**THE REQUEST**
Turn the lines below into a JSON list of strings, with one string for each line and no entries for blank lines.

-- Start EXERCISE INPUT --

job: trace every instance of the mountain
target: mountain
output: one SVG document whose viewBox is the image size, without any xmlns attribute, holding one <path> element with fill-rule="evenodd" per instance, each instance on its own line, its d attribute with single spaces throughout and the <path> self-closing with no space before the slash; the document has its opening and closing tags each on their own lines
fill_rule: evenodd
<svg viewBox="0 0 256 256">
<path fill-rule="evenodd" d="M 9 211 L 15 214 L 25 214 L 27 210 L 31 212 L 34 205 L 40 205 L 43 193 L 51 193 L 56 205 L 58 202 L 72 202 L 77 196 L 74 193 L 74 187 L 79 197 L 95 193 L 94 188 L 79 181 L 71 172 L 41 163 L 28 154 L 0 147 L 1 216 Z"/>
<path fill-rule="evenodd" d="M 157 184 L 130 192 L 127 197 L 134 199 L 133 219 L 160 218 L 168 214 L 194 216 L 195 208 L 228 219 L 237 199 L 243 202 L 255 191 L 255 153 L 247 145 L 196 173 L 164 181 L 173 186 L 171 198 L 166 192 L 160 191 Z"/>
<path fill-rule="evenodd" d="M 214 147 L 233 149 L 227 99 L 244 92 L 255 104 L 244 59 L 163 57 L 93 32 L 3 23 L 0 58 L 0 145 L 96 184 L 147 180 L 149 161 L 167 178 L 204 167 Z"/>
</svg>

-- End EXERCISE INPUT --

**REPLY TO THE EXERCISE**
[
  "job: trace every instance of the mountain",
  "target: mountain",
  "output: one SVG document whose viewBox is the image size, without any xmlns attribute, holding one <path> element with fill-rule=\"evenodd\" per instance, each instance on its own line, its d attribute with single spaces throughout and the <path> self-closing with no space before the slash; the document has its opening and closing tags each on their own lines",
  "fill_rule: evenodd",
  "<svg viewBox=\"0 0 256 256\">",
  "<path fill-rule=\"evenodd\" d=\"M 9 211 L 15 214 L 25 214 L 27 210 L 31 212 L 34 205 L 40 205 L 43 193 L 51 193 L 56 205 L 58 202 L 72 202 L 77 196 L 74 193 L 74 187 L 79 197 L 95 193 L 94 188 L 79 181 L 71 172 L 41 163 L 28 154 L 0 147 L 1 216 Z\"/>",
  "<path fill-rule=\"evenodd\" d=\"M 157 184 L 130 192 L 127 197 L 134 199 L 133 219 L 160 218 L 168 214 L 194 216 L 195 208 L 228 219 L 237 199 L 243 202 L 255 191 L 255 153 L 247 145 L 196 173 L 164 181 L 173 186 L 171 198 L 166 192 L 160 191 Z\"/>",
  "<path fill-rule=\"evenodd\" d=\"M 214 147 L 233 149 L 227 99 L 244 92 L 255 104 L 244 59 L 163 57 L 93 32 L 3 23 L 0 58 L 0 145 L 96 184 L 147 180 L 149 161 L 167 178 L 204 167 Z\"/>",
  "</svg>"
]